## [Instructions to follow]
Pictures should be omitted; restate word for word the lines from the one holding "Pointing guideline: for each instance of the white turban" through the last line of the entries below.

**** Working data

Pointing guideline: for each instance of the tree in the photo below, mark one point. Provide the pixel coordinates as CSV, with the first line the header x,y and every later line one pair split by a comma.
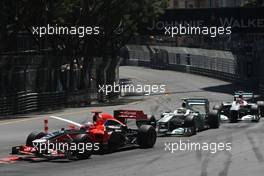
x,y
118,21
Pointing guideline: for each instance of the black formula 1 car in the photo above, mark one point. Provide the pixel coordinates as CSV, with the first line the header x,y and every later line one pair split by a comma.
x,y
194,116
106,133
243,108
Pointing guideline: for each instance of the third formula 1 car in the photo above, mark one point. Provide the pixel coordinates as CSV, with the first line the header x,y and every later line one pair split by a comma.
x,y
242,108
193,116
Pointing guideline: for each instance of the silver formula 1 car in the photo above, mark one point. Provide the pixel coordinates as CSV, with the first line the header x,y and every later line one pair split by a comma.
x,y
192,117
243,108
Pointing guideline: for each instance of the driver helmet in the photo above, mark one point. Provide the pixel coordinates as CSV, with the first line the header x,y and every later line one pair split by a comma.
x,y
184,105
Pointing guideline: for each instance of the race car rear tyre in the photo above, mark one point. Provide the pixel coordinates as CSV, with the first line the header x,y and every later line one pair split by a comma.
x,y
190,123
213,119
261,107
217,107
233,116
33,136
146,136
151,121
84,153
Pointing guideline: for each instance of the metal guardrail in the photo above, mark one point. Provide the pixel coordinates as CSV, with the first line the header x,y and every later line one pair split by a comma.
x,y
23,102
212,63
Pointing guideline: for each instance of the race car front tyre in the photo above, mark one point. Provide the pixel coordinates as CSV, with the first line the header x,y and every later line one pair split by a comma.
x,y
233,116
80,153
146,136
261,107
33,136
190,123
255,111
217,107
151,121
213,119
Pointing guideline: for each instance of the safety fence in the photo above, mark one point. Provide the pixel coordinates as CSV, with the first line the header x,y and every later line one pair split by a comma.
x,y
24,102
213,63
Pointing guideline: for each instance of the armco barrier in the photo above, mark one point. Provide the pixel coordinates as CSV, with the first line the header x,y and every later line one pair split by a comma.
x,y
212,63
23,102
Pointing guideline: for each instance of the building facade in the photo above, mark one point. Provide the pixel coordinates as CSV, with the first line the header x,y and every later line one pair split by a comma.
x,y
205,3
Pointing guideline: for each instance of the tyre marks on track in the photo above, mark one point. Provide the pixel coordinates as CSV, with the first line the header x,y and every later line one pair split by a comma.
x,y
208,159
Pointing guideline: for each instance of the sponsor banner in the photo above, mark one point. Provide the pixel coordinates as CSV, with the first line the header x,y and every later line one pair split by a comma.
x,y
241,20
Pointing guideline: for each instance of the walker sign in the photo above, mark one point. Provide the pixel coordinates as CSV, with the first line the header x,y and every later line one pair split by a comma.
x,y
241,20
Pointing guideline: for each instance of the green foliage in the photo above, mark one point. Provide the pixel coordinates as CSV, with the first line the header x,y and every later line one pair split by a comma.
x,y
118,19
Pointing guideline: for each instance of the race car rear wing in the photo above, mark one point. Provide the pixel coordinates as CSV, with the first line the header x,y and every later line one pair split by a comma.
x,y
196,100
246,95
140,117
130,114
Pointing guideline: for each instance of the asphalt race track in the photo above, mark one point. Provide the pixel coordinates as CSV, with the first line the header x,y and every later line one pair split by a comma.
x,y
246,157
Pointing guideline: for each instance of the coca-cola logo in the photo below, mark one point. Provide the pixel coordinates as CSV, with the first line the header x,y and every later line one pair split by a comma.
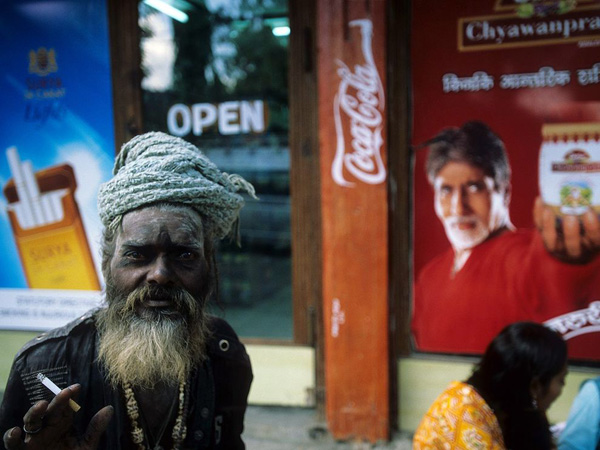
x,y
358,114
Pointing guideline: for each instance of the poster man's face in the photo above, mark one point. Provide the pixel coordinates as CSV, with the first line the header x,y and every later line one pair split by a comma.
x,y
468,204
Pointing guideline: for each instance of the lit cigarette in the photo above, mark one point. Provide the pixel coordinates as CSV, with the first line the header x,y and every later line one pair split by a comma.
x,y
55,390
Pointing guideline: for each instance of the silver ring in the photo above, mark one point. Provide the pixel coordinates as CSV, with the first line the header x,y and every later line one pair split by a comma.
x,y
31,431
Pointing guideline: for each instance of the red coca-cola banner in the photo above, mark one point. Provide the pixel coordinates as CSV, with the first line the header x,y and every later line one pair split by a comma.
x,y
506,132
352,127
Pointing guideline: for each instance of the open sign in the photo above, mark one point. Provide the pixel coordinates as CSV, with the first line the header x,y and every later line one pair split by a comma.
x,y
237,117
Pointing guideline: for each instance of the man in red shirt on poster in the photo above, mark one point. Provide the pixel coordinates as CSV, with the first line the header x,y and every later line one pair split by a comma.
x,y
493,274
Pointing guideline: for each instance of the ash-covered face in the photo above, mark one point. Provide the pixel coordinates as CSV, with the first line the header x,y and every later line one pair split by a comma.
x,y
155,326
468,204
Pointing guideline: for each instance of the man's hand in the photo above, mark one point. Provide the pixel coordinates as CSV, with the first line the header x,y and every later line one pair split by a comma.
x,y
48,426
576,240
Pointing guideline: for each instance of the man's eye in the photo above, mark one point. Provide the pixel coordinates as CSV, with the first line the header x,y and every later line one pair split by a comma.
x,y
187,256
134,255
474,188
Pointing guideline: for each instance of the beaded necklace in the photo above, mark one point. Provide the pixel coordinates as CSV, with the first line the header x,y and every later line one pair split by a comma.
x,y
137,433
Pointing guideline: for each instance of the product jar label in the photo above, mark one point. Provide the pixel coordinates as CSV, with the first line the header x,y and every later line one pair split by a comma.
x,y
570,167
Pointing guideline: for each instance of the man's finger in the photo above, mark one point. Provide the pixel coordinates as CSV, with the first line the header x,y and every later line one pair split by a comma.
x,y
548,229
572,236
97,426
538,213
33,418
591,228
12,439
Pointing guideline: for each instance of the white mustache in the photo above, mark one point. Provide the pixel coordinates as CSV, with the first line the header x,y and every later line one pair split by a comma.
x,y
453,221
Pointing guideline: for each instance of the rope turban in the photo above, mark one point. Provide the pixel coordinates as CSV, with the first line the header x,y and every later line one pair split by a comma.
x,y
158,168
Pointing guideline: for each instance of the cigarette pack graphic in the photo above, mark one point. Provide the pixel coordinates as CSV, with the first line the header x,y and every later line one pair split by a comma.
x,y
47,226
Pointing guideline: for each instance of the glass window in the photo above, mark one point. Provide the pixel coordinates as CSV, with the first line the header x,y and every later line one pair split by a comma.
x,y
215,74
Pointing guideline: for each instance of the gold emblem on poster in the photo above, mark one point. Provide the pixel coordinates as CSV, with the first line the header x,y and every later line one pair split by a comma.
x,y
42,61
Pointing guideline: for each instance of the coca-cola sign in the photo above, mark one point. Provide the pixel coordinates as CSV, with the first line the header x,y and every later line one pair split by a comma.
x,y
358,115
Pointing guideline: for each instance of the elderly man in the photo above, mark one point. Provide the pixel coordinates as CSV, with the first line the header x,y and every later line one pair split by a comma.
x,y
151,370
493,274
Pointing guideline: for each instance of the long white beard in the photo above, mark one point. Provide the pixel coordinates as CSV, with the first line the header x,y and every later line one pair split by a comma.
x,y
144,351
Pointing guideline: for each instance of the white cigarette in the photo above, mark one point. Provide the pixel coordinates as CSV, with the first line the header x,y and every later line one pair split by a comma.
x,y
17,172
55,390
34,193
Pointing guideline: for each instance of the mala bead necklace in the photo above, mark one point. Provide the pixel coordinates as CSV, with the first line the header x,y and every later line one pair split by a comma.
x,y
137,433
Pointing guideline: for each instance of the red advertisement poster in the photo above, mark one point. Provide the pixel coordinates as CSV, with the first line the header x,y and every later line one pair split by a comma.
x,y
506,138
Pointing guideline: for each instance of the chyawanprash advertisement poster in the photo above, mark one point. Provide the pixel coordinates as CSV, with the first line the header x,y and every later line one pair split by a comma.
x,y
56,148
506,139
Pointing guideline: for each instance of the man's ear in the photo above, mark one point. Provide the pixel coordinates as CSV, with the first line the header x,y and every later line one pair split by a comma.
x,y
507,194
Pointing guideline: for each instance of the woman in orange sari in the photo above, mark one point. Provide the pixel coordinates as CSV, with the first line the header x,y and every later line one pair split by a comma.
x,y
503,403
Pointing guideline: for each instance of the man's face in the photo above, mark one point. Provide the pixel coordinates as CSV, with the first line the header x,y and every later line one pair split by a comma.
x,y
159,249
155,327
468,204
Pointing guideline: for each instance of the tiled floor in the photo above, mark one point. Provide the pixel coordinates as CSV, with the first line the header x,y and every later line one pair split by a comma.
x,y
280,428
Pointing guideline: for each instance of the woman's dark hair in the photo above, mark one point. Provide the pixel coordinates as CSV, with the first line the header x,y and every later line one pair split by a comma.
x,y
521,353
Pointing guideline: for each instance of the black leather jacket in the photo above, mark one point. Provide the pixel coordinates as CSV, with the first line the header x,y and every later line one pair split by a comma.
x,y
219,388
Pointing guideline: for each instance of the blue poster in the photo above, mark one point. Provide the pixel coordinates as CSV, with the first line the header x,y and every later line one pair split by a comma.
x,y
56,148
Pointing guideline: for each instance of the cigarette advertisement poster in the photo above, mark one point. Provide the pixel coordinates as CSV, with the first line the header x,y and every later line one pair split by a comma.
x,y
56,148
506,139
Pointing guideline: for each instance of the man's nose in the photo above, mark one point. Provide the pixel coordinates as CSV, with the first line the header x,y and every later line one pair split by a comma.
x,y
160,272
460,203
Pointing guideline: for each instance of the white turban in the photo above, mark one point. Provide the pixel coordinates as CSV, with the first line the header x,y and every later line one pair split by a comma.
x,y
158,168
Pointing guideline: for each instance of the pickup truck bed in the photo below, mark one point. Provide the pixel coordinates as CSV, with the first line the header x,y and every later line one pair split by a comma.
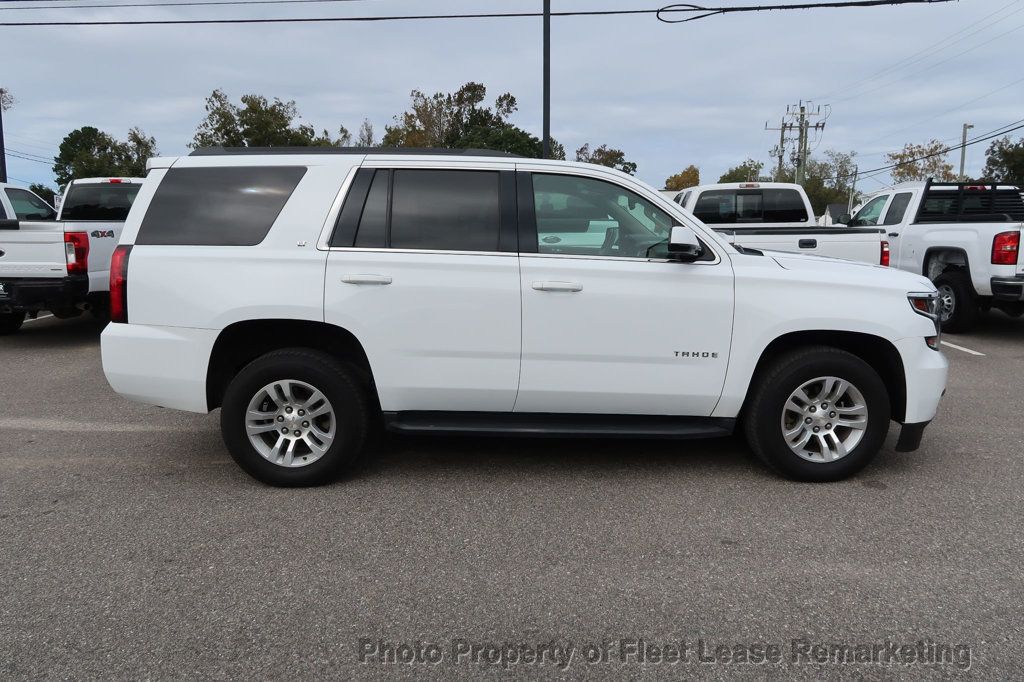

********

## [Exercise result]
Pointing guideline: for each instance of the white turban in the photo above, mark one point. Provide the pixel coordinates as CSV, with the first line the header x,y and every later line one pair split by a comma.
x,y
158,168
Pointing guideline: for each instance of the pickup truck bed in the photo below, mark one point. Provide the pixel coordinates as CSV, with the first line the header x,y and every later line one pair split by a comma.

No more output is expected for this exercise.